I’ve spent most of my life chasing numbers. In the pool, the sharp scent of chlorine hits me before I even see the lanes. My goggles fog up as the rest winds down, and every lap is timed, every stroke counted. In the pool, every practice, every lap, every stroke is measured. The clock ticks down, and my body responds…or fails to. In school, it’s the same story: grades, GPA, exam scores. Even in nursing, my world is punctuated by vitals, lab values, and patient stats. For as long as I can remember, I’ve been tied to a number.
Swimming in college taught me discipline, endurance and precision, but it also taught me fear. Fear of not being fast enough. Fear of letting a number define my worth. I learned to chase improvement in split seconds, each race a reminder that my effort was only meaningful if it showed up on a scoreboard. The pool is merciless: a tenth of a second too slow, and your performance is judged. But it also taught me resilience, the ability to get back on the blocks after a poor race, to push through soreness and fatigue, to trust that effort matters even when it isn’t immediately reflected in a time.
Then I started nursing school. Suddenly, numbers followed me everywhere in a different way. I go from patient to patient, glancing at vitals, lab values, and medication doses. The hospital has its own kind of scoreboard: charts and graphs, heart rates and blood pressures. Each patient is a set of numbers, and for a moment, it’s easy to forget the person behind them. My brain races, calculating, remembering, prioritizing, but the human behind the data can slip past in the shuffle.
I catch myself doing it sometimes: seeing a blood pressure of 92/58, a glucose of 110, a respiratory rate of 24, and thinking of the numbers before the person. But then I look closer. I see the trembling hands, the quiet worry, the gratitude in their eyes when someone listens. I notice the subtle signs of fear, relief, or fatigue, things a chart can’t capture. These are the moments that can’t be measured, moments of patience, empathy and connection that define nursing more than any lab value ever could.
Numbers motivate me, they push me to improve, to strive, to compete. But I’ve learned they can’t tell the full story. To this day, deep in my mind, numbers are what determine success to me. In swimming, they tracked progress; in nursing, they guide care. But neither captures the effort, the resilience, the small victories that define a day. Sometimes, the best victories aren’t the ones on a clock or a chart, but the quiet feeling of making a difference, even if it’s just for one patient at a time.
I’ve started noticing the parallels more clearly, the discipline from early morning practices carries over into long nights in the hospital; the patience learned while perfecting a stroke translates to patience with a confused or frightened patient. Both demand focus, effort and heart, but only one keeps score publicly. The other is invisible, measured only by the comfort or relief it brings.
I’ve realized that some victories are more meaningful when they can’t be measured at all. The scent of chlorine fades when I leave the pool, replaced by antiseptic and hand sanitizer. The rhythm of laps is replaced by the rhythm of rounds. Somewhere in between, I’ve learned to balance both: to respect the numbers, but never let them define me.

> Provided material
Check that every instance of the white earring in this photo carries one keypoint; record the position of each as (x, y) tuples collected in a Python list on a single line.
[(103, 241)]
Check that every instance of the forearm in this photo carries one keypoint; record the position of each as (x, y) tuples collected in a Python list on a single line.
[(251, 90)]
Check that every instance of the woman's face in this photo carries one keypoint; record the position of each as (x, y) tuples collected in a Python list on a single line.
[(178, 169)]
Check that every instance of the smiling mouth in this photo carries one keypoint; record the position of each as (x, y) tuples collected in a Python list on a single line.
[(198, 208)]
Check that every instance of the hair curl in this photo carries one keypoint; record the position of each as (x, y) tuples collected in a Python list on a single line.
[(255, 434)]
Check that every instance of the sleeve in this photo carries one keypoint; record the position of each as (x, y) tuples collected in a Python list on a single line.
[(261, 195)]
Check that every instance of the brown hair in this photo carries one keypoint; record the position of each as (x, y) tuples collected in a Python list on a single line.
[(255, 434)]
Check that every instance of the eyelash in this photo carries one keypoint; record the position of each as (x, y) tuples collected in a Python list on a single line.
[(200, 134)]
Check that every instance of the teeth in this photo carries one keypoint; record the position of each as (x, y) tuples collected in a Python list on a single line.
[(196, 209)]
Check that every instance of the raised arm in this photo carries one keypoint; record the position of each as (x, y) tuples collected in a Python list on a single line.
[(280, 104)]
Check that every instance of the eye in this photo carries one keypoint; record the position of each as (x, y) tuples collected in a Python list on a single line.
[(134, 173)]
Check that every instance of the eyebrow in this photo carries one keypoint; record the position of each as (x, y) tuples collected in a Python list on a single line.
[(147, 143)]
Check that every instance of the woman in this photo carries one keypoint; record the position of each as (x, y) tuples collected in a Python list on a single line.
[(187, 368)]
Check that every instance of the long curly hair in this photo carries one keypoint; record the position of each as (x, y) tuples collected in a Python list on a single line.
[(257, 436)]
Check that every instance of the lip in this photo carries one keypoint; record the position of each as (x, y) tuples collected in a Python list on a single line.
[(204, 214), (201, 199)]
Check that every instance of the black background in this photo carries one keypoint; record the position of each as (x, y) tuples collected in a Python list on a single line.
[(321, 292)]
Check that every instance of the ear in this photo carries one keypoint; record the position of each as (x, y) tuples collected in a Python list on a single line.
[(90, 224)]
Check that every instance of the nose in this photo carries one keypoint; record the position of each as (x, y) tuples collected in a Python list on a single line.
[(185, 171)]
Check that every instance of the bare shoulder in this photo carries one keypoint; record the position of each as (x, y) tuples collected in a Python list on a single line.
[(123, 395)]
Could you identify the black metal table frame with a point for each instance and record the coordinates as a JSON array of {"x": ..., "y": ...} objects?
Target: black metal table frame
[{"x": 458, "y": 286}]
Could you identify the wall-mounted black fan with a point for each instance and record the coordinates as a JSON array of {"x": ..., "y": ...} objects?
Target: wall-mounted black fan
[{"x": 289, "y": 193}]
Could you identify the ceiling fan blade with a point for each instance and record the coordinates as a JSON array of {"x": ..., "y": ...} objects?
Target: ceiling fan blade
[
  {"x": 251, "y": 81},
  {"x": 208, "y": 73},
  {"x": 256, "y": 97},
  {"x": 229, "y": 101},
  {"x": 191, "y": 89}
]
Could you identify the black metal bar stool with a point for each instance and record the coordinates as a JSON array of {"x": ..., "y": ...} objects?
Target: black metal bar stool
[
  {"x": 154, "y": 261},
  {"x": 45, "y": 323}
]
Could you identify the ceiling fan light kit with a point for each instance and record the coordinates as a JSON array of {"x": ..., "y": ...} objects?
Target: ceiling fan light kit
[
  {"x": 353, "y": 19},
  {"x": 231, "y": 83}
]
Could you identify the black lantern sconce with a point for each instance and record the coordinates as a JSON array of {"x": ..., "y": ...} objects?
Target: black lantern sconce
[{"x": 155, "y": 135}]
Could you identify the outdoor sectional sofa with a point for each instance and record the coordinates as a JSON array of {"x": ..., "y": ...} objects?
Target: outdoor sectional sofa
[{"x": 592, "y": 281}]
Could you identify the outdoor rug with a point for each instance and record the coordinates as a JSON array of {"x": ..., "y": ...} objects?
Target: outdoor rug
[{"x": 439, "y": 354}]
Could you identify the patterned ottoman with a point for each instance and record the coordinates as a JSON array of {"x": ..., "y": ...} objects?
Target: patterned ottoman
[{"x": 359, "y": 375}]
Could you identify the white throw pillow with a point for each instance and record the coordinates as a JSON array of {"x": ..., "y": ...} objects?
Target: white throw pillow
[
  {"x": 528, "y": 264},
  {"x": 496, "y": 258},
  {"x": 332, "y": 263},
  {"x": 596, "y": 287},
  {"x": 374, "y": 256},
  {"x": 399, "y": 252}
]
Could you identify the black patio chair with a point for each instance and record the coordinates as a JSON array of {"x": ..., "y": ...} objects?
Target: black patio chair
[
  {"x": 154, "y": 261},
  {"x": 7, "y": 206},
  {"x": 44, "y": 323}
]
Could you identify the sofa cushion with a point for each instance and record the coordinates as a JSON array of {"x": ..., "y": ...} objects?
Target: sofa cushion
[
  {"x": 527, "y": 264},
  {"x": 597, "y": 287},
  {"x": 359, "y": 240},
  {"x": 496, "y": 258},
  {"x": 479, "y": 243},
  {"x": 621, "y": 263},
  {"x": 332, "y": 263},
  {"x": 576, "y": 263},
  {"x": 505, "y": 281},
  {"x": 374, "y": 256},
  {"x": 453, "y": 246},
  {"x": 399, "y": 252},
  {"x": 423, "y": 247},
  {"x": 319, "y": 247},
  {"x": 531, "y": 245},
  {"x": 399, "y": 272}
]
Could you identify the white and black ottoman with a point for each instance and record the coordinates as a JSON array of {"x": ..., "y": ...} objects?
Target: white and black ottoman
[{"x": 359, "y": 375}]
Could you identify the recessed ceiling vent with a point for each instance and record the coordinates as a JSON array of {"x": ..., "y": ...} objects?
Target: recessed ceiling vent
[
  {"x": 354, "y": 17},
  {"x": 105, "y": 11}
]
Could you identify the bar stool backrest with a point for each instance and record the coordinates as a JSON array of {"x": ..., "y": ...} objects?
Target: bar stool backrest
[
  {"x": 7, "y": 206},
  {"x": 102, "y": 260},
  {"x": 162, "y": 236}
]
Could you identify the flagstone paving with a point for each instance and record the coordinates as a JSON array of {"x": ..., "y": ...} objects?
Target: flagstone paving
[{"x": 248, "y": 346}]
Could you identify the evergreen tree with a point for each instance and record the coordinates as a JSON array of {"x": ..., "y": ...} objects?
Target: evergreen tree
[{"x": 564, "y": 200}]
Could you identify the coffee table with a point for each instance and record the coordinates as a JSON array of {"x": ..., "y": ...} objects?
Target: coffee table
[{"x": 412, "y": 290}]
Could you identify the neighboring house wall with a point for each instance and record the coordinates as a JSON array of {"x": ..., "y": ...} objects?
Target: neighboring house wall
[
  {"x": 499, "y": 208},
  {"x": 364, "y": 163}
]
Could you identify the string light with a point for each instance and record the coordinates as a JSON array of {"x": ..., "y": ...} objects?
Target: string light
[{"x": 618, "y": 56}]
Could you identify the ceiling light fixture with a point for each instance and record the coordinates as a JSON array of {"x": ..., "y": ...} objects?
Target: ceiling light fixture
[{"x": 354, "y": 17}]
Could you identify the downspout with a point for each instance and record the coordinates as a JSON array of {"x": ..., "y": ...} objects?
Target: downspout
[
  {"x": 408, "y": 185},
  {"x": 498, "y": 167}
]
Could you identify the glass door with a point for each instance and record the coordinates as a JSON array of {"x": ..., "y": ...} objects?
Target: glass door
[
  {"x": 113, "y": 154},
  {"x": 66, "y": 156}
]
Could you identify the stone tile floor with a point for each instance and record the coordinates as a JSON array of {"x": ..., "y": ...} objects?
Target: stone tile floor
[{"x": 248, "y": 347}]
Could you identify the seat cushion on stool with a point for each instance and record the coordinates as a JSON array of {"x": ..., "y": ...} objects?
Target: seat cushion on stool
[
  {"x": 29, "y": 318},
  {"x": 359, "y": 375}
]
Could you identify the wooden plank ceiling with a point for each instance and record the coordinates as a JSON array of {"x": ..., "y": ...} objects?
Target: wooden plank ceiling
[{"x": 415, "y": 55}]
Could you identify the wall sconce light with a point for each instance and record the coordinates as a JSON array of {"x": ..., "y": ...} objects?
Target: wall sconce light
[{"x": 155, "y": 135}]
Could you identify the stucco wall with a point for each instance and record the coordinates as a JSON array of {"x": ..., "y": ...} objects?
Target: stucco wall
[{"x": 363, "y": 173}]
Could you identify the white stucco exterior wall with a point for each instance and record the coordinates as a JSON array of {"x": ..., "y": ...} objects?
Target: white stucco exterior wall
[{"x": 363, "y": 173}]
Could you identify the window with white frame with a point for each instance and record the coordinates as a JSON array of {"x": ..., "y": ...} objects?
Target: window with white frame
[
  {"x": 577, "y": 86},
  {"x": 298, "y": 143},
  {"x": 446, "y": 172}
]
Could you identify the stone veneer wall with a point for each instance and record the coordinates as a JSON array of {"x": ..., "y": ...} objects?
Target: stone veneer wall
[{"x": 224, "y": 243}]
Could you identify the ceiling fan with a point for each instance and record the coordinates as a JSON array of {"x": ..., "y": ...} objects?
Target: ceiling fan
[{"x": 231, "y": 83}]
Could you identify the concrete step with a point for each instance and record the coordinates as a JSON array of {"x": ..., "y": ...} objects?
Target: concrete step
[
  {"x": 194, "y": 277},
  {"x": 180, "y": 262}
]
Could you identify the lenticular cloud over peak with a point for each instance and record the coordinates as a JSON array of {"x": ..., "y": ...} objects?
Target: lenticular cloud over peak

> Requirement 1
In the essay on swimming and nursing, what blood pressure reading does the writer mention?
> Requirement 2
According to the essay on swimming and nursing, why did college swimming teach the writer fear?
> Requirement 3
Reproduce the passage of the essay on swimming and nursing that opens with the words containing "I’ve spent most" and closes with "to a number.".

> Answer area 1
92/58

> Answer area 2
Each race reminded the writer that effort only counted if it showed up on a scoreboard. The pool is merciless, and a tenth of a second too slow means the performance is judged. This bred fear of not being fast enough and of letting a number define the writer's worth.

> Answer area 3
I’ve spent most of my life chasing numbers. In the pool, the sharp scent of chlorine hits me before I even see the lanes. My goggles fog up as the rest winds down, and every lap is timed, every stroke counted. In the pool, every practice, every lap, every stroke is measured. The clock ticks down, and my body responds…or fails to. In school, it’s the same story: grades, GPA, exam scores. Even in nursing, my world is punctuated by vitals, lab values, and patient stats. For as long as I can remember, I’ve been tied to a number.